=== Exercise task ===
Switch "smartphone" to "phone" in everything from the start of the records down to the line containing "--target=black smartphone in hand", and give back only those lines with nothing else changed.

◆ ◆ ◆

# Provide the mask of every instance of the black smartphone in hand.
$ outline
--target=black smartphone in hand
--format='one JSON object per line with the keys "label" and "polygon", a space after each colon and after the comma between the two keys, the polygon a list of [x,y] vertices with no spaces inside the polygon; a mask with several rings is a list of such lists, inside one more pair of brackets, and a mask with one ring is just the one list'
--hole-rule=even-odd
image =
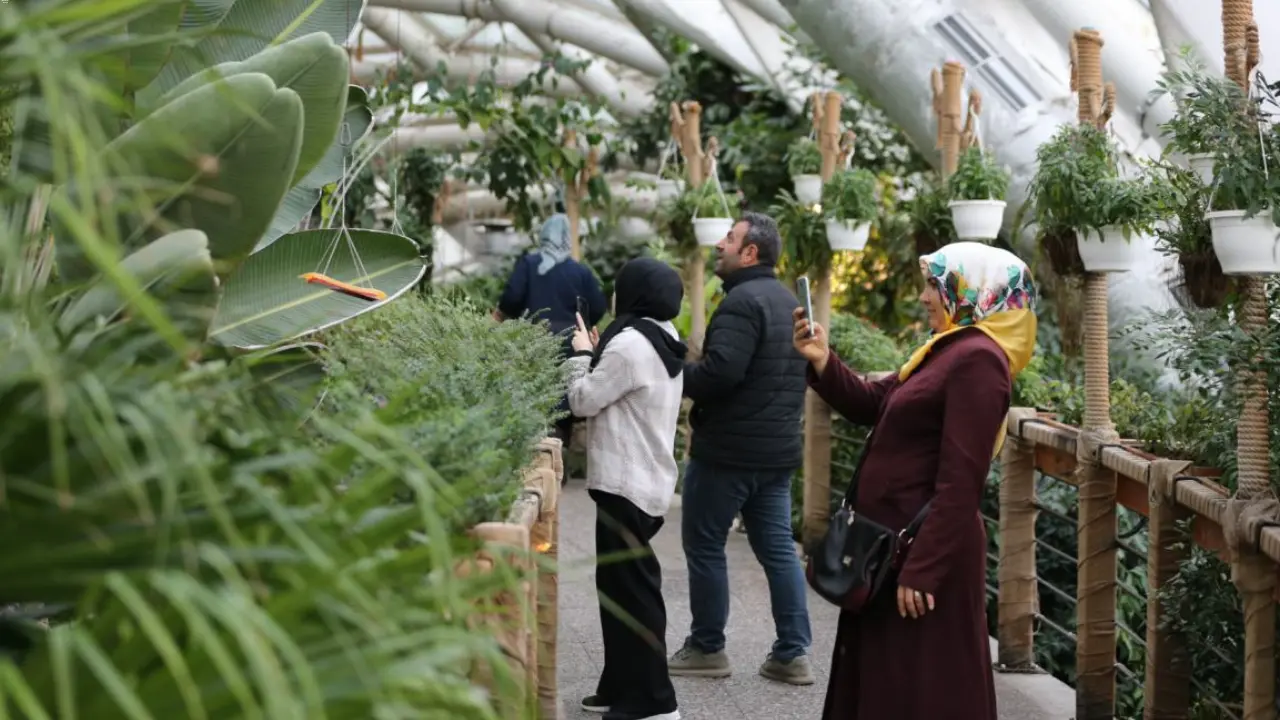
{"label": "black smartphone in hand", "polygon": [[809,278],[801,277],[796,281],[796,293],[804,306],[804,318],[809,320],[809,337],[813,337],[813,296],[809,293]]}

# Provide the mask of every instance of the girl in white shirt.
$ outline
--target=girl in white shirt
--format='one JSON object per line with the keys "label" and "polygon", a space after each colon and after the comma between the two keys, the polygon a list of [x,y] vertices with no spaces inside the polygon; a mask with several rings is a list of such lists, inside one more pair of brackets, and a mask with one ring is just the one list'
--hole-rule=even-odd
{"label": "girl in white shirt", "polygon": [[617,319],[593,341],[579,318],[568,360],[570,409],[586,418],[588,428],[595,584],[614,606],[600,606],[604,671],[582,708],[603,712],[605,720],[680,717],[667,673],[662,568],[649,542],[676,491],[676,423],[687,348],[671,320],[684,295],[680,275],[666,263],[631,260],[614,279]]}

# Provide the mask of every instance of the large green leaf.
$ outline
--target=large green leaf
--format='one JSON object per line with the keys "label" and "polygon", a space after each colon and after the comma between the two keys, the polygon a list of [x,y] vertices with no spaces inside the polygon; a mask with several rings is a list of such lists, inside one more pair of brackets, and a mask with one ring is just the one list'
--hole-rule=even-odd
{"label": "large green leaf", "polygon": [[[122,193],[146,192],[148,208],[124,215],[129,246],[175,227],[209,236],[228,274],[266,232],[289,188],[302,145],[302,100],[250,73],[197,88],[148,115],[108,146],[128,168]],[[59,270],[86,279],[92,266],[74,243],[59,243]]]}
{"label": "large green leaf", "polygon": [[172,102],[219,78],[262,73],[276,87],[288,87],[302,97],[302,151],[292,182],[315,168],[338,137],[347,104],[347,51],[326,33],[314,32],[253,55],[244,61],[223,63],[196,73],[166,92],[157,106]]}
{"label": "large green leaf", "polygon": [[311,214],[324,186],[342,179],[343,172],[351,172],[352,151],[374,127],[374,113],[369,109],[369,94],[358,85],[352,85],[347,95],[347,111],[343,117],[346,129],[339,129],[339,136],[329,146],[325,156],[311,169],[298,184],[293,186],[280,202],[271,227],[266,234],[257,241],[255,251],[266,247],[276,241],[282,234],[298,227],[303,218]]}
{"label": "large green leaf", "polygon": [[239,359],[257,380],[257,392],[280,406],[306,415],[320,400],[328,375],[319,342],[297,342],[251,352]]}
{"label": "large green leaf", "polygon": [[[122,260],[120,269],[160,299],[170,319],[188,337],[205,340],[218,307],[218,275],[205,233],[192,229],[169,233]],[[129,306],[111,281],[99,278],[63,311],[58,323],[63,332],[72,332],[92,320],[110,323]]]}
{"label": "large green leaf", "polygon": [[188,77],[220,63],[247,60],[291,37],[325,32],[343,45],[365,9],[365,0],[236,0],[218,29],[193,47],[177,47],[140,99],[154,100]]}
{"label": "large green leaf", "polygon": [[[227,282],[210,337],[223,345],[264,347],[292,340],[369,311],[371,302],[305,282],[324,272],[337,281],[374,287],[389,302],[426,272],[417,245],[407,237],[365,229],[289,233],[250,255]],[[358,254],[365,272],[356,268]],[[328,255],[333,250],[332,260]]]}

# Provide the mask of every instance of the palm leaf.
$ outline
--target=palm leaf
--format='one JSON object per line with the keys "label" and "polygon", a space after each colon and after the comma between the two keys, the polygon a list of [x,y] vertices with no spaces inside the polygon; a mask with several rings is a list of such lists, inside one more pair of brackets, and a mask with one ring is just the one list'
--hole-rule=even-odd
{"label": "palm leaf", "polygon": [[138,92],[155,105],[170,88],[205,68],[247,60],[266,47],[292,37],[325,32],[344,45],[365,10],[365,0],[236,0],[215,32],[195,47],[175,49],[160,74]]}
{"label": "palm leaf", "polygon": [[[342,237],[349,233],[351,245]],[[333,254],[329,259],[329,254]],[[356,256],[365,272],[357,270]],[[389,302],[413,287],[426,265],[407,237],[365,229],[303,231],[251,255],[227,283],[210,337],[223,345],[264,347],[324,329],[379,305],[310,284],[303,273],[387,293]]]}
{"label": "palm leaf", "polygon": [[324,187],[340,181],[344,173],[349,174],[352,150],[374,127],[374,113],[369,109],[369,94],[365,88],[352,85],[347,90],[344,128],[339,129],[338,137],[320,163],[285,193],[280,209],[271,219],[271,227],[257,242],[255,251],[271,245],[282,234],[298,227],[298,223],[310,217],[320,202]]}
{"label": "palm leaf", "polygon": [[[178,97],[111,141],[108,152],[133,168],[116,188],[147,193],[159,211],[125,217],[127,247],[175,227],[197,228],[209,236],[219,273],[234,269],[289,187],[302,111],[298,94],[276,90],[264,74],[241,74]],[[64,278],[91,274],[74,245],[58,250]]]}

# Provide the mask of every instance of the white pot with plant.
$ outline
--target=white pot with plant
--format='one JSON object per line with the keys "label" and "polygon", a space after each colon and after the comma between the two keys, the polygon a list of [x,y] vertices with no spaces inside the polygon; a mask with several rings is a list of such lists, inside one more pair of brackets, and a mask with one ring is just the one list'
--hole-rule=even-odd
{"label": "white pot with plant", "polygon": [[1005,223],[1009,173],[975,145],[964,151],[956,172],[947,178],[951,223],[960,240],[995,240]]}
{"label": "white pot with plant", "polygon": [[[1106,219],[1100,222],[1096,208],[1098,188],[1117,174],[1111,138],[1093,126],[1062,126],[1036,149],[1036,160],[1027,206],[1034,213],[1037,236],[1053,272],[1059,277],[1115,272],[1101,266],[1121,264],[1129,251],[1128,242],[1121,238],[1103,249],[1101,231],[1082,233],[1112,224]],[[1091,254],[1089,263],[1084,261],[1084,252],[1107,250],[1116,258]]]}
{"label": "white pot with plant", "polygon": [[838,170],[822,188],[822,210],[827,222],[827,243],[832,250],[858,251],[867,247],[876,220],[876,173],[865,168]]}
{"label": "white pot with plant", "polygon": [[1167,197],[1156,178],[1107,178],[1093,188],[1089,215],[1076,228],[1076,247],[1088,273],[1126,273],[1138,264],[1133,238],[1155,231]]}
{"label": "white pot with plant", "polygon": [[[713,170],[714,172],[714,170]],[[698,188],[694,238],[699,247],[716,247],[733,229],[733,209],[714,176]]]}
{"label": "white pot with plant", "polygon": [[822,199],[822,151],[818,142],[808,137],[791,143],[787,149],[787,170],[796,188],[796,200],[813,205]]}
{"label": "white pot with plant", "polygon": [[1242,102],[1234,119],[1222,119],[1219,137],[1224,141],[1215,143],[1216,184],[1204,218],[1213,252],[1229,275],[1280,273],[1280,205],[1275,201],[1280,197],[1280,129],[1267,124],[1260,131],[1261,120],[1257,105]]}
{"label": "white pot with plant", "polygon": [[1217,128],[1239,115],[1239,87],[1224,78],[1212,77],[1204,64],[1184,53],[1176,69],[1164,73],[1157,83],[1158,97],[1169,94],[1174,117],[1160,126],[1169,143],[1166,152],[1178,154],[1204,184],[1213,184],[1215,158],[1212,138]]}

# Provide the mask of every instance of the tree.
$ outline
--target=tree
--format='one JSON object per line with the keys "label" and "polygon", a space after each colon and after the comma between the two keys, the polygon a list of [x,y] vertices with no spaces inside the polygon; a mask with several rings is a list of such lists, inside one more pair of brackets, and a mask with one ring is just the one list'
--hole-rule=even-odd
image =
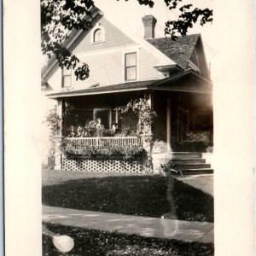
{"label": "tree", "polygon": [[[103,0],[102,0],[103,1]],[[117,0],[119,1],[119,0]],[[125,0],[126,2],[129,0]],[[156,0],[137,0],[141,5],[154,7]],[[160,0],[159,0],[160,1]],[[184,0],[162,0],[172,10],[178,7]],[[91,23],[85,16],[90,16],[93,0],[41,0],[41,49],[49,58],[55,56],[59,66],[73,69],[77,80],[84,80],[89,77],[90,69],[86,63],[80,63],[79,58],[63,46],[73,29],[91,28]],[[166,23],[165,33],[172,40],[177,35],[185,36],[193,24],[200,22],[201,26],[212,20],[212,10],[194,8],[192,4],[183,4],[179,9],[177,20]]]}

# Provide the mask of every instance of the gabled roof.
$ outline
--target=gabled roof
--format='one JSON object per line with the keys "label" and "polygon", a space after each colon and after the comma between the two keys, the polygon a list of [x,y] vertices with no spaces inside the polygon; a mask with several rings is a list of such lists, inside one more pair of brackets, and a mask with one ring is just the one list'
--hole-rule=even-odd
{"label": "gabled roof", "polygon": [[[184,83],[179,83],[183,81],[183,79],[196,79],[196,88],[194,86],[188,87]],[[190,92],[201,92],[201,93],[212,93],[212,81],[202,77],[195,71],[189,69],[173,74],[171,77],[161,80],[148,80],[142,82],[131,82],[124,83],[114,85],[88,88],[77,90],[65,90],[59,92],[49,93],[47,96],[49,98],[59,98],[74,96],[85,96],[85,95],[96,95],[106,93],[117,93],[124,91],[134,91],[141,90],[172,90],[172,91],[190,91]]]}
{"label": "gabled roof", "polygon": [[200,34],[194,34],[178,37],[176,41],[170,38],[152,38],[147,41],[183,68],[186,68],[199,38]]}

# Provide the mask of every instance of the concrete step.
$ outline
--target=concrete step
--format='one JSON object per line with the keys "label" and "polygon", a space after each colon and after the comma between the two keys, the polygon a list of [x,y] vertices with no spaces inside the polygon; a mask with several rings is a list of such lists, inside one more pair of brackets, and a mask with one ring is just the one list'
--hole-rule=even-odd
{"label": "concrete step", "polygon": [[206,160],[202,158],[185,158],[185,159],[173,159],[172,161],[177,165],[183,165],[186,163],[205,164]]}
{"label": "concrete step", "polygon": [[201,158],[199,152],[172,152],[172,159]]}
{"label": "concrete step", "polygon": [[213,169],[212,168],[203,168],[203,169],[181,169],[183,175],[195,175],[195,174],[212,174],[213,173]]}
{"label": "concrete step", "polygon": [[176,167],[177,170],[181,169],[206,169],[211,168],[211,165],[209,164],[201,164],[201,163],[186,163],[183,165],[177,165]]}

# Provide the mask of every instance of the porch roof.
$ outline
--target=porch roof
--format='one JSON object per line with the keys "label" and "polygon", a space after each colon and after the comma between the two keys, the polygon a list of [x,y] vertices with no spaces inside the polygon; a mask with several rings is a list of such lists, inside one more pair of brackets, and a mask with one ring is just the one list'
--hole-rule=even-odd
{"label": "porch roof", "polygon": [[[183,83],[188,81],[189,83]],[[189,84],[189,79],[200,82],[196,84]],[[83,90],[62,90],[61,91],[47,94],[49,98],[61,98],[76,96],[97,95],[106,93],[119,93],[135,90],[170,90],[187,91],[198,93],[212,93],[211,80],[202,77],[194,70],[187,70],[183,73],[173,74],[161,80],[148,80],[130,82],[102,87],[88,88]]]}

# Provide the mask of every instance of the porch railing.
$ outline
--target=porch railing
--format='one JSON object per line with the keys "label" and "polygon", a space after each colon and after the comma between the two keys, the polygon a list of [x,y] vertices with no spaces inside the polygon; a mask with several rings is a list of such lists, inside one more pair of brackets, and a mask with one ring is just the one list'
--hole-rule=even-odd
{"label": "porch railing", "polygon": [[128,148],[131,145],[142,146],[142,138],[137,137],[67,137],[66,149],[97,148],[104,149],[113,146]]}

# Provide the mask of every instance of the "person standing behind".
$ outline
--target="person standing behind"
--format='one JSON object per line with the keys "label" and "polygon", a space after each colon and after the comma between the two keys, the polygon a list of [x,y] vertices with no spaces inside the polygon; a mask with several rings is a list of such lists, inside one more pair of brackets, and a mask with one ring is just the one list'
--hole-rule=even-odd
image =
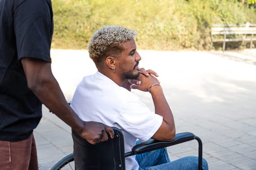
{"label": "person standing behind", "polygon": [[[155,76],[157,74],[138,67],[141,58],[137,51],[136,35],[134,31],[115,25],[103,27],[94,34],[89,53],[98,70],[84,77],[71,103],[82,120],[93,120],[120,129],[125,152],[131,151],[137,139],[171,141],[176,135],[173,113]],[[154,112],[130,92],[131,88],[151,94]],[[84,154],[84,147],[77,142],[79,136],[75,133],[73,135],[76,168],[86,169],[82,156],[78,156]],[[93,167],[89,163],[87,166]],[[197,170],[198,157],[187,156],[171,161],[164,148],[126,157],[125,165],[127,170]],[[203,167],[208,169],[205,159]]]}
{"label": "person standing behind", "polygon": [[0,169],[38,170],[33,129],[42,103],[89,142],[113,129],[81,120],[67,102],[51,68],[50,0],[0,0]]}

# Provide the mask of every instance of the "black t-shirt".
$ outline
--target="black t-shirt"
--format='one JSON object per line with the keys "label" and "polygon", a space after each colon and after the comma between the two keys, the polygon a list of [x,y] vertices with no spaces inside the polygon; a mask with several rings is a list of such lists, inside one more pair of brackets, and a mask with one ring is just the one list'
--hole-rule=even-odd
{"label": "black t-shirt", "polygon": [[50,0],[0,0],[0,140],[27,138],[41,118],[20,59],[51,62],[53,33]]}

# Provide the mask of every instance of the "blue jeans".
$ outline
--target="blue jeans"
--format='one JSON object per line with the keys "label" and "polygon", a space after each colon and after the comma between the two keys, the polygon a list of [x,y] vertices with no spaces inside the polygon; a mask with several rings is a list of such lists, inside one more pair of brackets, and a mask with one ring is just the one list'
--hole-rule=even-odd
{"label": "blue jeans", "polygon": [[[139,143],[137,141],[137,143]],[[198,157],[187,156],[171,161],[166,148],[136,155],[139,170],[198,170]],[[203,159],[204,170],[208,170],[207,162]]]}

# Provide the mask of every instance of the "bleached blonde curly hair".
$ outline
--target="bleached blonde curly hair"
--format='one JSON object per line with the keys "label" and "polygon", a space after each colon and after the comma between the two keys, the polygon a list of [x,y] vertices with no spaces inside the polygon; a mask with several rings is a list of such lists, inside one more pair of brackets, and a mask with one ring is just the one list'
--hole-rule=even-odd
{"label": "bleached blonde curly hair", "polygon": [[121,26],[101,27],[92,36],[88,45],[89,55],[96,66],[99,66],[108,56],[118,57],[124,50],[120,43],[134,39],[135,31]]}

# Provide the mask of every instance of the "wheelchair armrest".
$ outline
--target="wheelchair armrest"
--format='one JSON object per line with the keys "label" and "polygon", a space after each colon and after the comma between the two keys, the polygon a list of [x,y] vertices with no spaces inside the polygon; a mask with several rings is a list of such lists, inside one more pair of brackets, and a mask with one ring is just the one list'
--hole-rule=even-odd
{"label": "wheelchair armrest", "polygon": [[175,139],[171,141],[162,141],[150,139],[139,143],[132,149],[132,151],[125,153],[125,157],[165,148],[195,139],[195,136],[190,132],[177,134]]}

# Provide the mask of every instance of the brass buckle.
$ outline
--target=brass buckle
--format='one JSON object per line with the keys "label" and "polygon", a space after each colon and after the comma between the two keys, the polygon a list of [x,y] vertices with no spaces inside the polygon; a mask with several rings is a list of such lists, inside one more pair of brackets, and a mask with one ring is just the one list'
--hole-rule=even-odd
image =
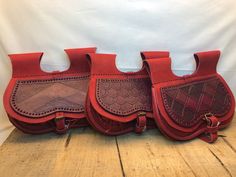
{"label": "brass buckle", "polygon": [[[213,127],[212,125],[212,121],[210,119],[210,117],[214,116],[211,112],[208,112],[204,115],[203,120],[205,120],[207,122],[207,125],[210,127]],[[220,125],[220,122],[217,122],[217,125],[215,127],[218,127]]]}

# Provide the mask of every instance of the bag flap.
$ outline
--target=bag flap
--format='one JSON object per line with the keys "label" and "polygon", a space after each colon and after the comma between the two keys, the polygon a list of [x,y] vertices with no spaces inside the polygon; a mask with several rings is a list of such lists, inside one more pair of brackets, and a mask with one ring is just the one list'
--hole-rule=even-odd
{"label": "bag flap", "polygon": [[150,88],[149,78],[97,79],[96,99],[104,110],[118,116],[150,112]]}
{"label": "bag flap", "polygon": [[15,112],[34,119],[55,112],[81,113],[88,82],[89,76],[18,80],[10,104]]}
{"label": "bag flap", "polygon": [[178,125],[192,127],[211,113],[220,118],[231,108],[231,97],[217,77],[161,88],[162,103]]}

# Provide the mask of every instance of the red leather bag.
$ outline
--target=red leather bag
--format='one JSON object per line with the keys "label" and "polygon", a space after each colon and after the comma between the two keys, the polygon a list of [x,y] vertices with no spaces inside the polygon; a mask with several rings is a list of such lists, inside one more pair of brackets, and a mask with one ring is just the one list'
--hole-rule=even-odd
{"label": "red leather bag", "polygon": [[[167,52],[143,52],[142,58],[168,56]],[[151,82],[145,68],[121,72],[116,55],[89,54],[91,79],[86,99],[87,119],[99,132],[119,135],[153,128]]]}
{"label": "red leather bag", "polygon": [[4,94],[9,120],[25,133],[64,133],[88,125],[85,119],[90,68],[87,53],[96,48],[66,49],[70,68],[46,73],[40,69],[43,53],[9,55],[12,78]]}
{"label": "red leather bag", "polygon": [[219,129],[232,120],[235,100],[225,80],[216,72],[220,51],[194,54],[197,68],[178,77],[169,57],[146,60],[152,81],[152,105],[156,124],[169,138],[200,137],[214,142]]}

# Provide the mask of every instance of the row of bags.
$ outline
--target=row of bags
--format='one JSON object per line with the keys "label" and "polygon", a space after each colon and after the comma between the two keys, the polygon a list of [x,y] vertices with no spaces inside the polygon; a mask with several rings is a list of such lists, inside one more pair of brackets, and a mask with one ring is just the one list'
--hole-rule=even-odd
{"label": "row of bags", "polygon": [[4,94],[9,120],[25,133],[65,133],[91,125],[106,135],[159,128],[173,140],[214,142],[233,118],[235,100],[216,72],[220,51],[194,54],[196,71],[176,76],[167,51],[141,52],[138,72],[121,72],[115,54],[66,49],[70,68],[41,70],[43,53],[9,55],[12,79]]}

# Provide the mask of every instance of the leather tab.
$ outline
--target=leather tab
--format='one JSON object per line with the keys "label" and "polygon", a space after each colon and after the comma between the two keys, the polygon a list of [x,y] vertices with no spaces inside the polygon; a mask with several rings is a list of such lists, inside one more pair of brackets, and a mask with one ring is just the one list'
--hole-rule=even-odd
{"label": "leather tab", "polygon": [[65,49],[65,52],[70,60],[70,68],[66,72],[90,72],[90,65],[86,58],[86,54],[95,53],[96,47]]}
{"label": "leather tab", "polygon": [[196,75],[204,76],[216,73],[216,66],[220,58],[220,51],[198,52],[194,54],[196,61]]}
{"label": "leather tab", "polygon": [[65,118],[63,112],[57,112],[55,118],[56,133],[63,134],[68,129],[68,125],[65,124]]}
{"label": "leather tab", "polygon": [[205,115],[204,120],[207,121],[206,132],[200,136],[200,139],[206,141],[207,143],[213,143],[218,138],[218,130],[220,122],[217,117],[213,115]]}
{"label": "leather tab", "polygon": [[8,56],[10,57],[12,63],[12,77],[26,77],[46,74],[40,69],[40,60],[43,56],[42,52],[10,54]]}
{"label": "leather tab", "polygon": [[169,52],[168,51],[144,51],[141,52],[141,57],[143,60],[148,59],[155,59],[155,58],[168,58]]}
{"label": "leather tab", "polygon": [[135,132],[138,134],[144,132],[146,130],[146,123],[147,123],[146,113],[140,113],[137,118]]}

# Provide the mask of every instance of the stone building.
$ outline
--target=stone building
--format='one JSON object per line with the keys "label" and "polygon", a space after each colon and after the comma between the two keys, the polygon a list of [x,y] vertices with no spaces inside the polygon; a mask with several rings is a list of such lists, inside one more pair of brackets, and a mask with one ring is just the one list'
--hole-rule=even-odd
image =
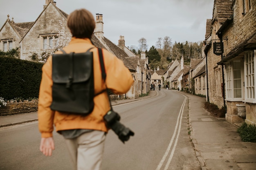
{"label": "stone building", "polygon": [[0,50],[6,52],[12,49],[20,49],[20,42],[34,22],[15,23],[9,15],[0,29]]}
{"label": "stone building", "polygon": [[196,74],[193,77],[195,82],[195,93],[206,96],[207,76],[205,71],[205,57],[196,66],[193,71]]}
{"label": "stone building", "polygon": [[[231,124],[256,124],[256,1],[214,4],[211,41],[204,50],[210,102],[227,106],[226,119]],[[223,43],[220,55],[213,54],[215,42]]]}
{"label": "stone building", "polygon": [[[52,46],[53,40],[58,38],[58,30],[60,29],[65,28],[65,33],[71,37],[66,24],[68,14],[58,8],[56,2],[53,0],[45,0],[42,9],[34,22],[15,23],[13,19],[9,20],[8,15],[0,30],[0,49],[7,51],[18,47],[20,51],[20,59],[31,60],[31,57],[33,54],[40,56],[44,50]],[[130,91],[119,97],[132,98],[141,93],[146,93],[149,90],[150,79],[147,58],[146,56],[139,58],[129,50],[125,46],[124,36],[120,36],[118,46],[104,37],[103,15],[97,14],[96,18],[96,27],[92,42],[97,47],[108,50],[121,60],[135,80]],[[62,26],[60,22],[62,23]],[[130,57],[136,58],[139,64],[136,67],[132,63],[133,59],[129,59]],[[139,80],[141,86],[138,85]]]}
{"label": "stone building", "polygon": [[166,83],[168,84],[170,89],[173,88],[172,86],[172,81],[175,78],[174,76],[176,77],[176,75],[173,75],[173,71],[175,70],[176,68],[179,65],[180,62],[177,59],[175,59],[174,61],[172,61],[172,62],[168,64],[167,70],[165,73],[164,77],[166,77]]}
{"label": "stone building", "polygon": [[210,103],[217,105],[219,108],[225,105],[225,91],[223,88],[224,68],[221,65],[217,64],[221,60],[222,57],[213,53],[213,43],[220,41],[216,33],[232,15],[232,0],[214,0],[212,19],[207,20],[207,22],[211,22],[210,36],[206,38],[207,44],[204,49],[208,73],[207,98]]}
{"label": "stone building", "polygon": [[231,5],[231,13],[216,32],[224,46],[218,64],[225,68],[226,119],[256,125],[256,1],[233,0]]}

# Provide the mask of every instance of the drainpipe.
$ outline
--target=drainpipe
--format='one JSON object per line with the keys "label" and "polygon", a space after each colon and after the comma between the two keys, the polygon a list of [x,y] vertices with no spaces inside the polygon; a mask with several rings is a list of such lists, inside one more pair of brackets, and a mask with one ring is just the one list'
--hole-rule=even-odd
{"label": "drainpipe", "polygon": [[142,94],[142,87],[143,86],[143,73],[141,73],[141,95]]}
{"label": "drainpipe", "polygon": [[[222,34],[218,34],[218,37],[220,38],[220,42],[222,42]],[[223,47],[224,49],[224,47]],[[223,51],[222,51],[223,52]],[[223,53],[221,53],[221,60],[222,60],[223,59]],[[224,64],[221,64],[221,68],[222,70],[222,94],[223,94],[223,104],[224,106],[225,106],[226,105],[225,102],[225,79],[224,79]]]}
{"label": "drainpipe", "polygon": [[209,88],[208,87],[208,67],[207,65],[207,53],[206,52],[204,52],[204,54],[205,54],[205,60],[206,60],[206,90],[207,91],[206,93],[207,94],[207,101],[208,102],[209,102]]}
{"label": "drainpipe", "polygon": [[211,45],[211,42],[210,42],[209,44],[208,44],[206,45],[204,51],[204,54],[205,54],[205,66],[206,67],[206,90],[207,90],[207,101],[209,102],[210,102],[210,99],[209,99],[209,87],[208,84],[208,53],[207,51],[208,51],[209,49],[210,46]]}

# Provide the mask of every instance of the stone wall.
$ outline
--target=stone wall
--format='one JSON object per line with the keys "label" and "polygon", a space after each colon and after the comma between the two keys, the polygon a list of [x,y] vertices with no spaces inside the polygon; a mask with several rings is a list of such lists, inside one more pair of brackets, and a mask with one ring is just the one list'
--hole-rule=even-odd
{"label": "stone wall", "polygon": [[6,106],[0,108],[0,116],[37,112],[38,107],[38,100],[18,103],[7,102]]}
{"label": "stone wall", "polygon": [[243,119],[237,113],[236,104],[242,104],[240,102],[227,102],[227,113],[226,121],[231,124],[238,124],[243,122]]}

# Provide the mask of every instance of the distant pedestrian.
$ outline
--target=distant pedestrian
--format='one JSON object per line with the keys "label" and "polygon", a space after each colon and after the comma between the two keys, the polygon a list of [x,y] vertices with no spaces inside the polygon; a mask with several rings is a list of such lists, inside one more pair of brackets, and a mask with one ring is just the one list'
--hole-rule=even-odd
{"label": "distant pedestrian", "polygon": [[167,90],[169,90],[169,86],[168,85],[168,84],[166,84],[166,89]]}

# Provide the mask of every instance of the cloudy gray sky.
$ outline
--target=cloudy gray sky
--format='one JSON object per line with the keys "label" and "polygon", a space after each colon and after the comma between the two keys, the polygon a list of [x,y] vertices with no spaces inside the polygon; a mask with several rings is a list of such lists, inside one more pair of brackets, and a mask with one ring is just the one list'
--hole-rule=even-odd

◆ ◆ ◆

=== Task response ===
# Provide the mask of every instance of the black phone in hand.
$ outline
--target=black phone in hand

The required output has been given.